En el mundo digital, el lenguaje se ha convertido hoy en un espacio provisional, rebajado y transitorio, un mero material para ser acumulado, trasladado, transformado y moldeado en la forma más conveniente, solo para ser desechado más tarde con la misma facilidad.
Ya que las palabras son baratas y se producen al infinito, se vuelven desperdicios con poco significado y aún menos sentido. La desorientación causada por la copia y el spam es la norma. Rastros de autenticidad u originalidad son vez más difíciles de detectar. Los teóricos franceses que anticiparon la desestabilización del lenguaje jamás imaginaron hasta qué punto las palabras de hoy se rehúsan a estar quietas.

ACCIONES REQUERIDAS:
• A. Traduce al inglés, por favor, esta oración del texto sobre el lenguaje en el mundo digital: "La desorientación causada por la copia y el spam es la norma."
• B. Continúa el texto sobre el lenguaje en el mundo digital a partir de su última oración.
Los registros proceden de una fuente distinta a la del texto.

INFORMACIÓN PROPORCIONADA:
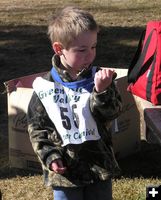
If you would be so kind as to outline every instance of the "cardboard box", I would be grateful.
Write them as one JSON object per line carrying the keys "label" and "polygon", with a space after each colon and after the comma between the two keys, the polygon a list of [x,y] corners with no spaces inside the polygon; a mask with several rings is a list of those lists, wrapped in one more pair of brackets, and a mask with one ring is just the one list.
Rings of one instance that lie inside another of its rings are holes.
{"label": "cardboard box", "polygon": [[32,82],[36,76],[42,76],[44,73],[5,82],[8,96],[10,167],[41,170],[40,163],[29,140],[26,113],[33,93]]}
{"label": "cardboard box", "polygon": [[[145,110],[150,108],[150,109],[159,109],[161,108],[161,105],[153,105],[151,102],[138,97],[136,95],[133,95],[134,99],[135,99],[135,103],[136,106],[139,110],[140,113],[140,132],[141,132],[141,139],[142,140],[147,140],[150,143],[157,143],[155,137],[153,137],[153,135],[155,135],[155,131],[151,130],[149,128],[147,128],[147,126],[150,126],[150,124],[146,124],[145,120],[144,120],[144,116],[145,116]],[[155,120],[155,119],[154,119]],[[156,134],[157,135],[157,134]],[[150,138],[152,136],[152,138]]]}
{"label": "cardboard box", "polygon": [[[123,113],[114,121],[113,143],[118,158],[125,157],[139,149],[139,115],[134,99],[127,88],[127,70],[115,69],[118,73],[117,84],[124,102]],[[44,72],[46,73],[46,72]],[[40,163],[33,151],[27,132],[26,112],[30,101],[33,74],[6,82],[8,90],[9,162],[11,167],[40,170]]]}

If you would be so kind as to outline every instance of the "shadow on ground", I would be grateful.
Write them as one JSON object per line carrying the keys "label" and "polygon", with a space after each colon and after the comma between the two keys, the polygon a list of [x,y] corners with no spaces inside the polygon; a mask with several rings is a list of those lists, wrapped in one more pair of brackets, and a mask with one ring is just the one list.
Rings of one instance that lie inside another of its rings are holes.
{"label": "shadow on ground", "polygon": [[[143,29],[101,27],[96,65],[128,68]],[[53,51],[45,26],[0,26],[0,83],[20,76],[50,70]],[[7,95],[0,96],[0,151],[8,156]],[[125,177],[161,177],[161,148],[142,142],[141,151],[119,160]],[[6,159],[7,162],[7,159]],[[0,178],[34,174],[24,170],[0,169]]]}

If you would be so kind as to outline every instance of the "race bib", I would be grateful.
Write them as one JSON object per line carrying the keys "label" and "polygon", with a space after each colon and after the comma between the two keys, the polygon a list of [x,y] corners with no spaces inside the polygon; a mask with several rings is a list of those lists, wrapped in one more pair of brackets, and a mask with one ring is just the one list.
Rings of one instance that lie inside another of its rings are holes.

RESULTADOS FINALES:
• A. The disorientation caused by copying and spam is the norm.

• B.
Hoy las palabras solo conocen la agitación. Las palabras actuales son burbujas, criaturas metamórficas, significantes vacíos que flotan en la invisibilidad de la web, ese gran ecualizador del lenguaje del cual tomamos todo insaciable e indiscriminadamente, llenando nuestros discos duros hasta hacerlos desbordar, solo para reemplazarlos por discos duros más grandes y baratos.
El texto digital es el doble del texto impreso, el fantasma en la máquina. El fantasma se ha vuelto más útil que lo real; si no es descargable, no existe. Las palabras son aditivas, se apilan sin fin, se vuelven indiferenciadas. En un momento, explotan en esquirlas y luego se recomponen y forman nuevas constelaciones de lenguaje, solo para volver a explotar.
La tormenta de lenguaje induce amnesia: no son estas palabras para recordar. La estasis es el nuevo movimiento. Las palabras viven en una condición simultánea de presencia y obsolescencia ubicuas, en un estado dinámico y, sin embargo, estable. Un ecosistema que se reutiliza, se reafirma, se recicla. Regurgitar es la nueva no-creatividad; en vez de crear, honramos, adoramos y acogemos la manipulación y la readaptación.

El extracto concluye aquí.